**Aufgaben:**
a: Was für eine Vertretung fordern die Pflegenden laut dem Interview zur Pflege gegenüber der Politik?
b: Schreib aus dem Interview zur Pflege das Stück von „Grabner: Pflege wird“ bis „wie´s wirklich läuft.“ ab.
c: Schreib das Interview zur Pflege weiter, und zwar im Anschluss an die letzte Frage.

**Seitentext:**

⟨

Moment.at: Welche konkreten Maßnahmen schlagen die Pflegenden in ihrem Buch vor, um das Bewusstsein für die Pflege zu stärken?

Grabner: Pflege wird nicht gut genug in der Politik repräsentiert. Es wird deshalb eine stärkere Standesvertretung gefordert. Also eine Organisation oder Einrichtung, die die Interessen gegenüber der Politik sowie anderen Institutionen gut vertritt. Es wurde in meinen Interviews auch eine Einladung an Entscheidungsträger ausgesprochen, einfach einmal bei einem Pflegealltag vorbeizuschauen, um selbst zu sehen, wie´s wirklich läuft.

Viele wünschen sich mehr Aufmerksamkeit aus der Wissenschaft für den Pflegeberuf. Es fehlen Forschungen, Studien, Zahlen und Daten, die aber zu einer verbesserten Reflexion innerhalb der Pflege führen würden. Außerdem würde es auch dazu beitragen, die Fachkompetenz der Pflegenden effektiver nach außen zu kommunizieren und sichtbarer zu machen. 
Es kommt aber grundsätzlich viel zu selten vor, dass Pfleger:innen gefragt werden, was sie tun und warum sie es tun. Das habe ich an der Dankbarkeit über die Anfragen zu diesem Buch gemerkt.

Moment.at: Wie kann man die emotionale Dimension in der Pflege objektiver messen, um sie für Qualitätskontrolle und Forschung besser erfassbar zu machen?

⟩

Einträge des Datensatzes

⟨

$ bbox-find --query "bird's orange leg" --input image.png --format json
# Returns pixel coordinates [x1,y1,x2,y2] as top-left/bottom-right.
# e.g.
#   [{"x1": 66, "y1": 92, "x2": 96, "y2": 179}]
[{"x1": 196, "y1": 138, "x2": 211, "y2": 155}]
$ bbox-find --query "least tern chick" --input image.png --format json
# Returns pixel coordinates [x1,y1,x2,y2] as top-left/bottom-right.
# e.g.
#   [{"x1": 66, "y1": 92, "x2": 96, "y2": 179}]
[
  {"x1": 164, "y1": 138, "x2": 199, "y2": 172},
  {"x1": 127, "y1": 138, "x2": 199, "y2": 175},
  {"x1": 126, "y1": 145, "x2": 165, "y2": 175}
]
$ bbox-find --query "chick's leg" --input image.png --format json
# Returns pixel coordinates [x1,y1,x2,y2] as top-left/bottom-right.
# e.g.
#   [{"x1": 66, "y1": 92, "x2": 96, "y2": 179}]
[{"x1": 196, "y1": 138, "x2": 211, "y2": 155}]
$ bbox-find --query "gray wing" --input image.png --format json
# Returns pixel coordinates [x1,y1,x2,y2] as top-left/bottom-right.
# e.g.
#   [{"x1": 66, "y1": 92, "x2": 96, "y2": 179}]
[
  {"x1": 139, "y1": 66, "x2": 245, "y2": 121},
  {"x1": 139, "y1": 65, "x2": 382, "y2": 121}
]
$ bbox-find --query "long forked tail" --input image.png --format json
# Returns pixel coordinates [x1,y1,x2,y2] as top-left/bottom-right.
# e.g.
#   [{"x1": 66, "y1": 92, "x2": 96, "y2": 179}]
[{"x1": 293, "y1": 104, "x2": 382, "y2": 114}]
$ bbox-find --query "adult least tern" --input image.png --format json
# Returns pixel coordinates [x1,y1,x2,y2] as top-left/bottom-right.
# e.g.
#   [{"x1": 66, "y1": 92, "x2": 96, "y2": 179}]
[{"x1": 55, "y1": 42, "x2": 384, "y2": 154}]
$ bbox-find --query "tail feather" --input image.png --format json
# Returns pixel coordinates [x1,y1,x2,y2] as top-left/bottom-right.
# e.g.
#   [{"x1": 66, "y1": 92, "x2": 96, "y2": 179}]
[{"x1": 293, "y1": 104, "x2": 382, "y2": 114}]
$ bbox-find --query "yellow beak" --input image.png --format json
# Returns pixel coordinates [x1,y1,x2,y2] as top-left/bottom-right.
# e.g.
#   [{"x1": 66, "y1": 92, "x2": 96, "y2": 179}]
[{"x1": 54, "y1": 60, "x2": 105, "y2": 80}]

⟩

**Lösungen:**
a: Eine stärkere Standesvertretung.

b:
Grabner: Pflege wird nicht gut genug in der Politik repräsentiert. Es wird deshalb eine stärkere Standesvertretung gefordert. Also eine Organisation oder Einrichtung, die die Interessen gegenüber der Politik sowie anderen Institutionen gut vertritt. Es wurde in meinen Interviews auch eine Einladung an Entscheidungsträger ausgesprochen, einfach einmal bei einem Pflegealltag vorbeizuschauen, um selbst zu sehen, wie´s wirklich läuft.

c:
Grabner: In der Pflege geht es viel um Emotionen und um das Zwischenmenschliche, aber Pflege ist sehr gut messbar und das war auch vielen meiner Interviewpartner:innen wichtig zu betonen. Wenn auf Stationen keine Lungenentzündungen, Wundliege-Geschwüre und Stürze vorkommen, sind das Indikatoren für qualitativ hochwertige Pflege, so eine Expertin im Buch. Diese Daten können dazu beitragen, die Effektivität von Pflegepraktiken besser zu bewerten.
 
Moment.at: Welchen Fokus haben Sie noch zum Abschluss in Ihrem Buch gesetzt? 
 
Grabner:
In Österreich muss dringend die Fremdenfeindlichkeit abgebaut werden. Wir brauchen so viele Pflegekräfte, dass der Mangel ohne Unterstützung aus dem Ausland nicht zu bewältigen ist. Im Buch sprechen sich Expert:innen vor allem für bundeseinheitliche Regelungen für die Nostrifizierung, kostenfreie Anerkennungsverfahren und eine klare Unterstützung in der Einstiegsphase aus. 

                                       
2022 arbeiten 58.716 Personen in der selbständigen Personenbetreuung in Österreich. Nur 1.141 davon waren österreichische Staatsbürger:innen.